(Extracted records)
###

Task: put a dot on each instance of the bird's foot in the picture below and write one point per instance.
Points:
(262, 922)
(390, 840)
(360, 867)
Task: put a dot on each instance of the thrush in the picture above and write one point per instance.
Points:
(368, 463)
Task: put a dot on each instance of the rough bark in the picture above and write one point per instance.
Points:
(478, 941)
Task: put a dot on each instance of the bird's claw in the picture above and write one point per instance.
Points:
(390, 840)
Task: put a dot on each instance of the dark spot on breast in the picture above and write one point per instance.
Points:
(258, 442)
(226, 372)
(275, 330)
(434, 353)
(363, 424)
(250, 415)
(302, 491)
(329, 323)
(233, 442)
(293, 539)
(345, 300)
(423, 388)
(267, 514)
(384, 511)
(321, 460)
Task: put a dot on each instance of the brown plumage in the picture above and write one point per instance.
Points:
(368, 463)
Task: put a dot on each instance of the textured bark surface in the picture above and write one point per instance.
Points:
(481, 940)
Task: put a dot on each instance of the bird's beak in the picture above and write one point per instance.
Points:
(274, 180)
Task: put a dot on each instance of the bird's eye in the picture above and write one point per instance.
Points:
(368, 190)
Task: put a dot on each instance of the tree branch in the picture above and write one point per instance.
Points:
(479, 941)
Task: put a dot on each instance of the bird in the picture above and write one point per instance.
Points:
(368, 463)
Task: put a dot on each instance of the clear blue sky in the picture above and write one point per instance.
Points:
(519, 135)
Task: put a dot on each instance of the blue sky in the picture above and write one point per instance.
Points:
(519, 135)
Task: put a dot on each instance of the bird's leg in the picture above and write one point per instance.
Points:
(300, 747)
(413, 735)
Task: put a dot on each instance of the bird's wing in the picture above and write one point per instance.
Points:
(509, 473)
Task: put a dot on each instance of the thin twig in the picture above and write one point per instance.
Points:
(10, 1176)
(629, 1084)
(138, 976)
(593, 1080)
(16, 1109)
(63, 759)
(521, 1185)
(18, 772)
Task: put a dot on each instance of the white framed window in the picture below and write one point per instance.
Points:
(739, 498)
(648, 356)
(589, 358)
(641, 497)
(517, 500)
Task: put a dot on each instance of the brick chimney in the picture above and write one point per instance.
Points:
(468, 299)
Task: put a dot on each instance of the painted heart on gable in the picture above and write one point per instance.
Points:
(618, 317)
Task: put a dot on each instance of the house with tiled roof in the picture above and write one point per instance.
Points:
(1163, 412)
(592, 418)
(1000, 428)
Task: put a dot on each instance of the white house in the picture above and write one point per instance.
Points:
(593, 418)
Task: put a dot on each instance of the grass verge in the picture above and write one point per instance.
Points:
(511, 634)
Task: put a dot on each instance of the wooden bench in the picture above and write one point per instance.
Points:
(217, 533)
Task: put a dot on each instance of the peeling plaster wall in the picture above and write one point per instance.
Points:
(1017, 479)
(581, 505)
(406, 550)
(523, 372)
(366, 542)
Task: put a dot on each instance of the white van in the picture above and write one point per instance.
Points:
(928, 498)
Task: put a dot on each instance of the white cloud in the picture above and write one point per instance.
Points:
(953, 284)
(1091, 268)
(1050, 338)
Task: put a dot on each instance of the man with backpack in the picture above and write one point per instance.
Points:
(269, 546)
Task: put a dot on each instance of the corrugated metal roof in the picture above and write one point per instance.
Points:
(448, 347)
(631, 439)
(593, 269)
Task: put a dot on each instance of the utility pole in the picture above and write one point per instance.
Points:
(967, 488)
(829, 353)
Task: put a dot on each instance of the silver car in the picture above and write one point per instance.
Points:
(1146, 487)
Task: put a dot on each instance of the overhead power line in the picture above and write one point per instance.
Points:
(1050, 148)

###

WORK TO BE COMPLETED:
Work out how many lines in the records above contain the word "house", and reply with that number alone.

ANSWER AREA:
2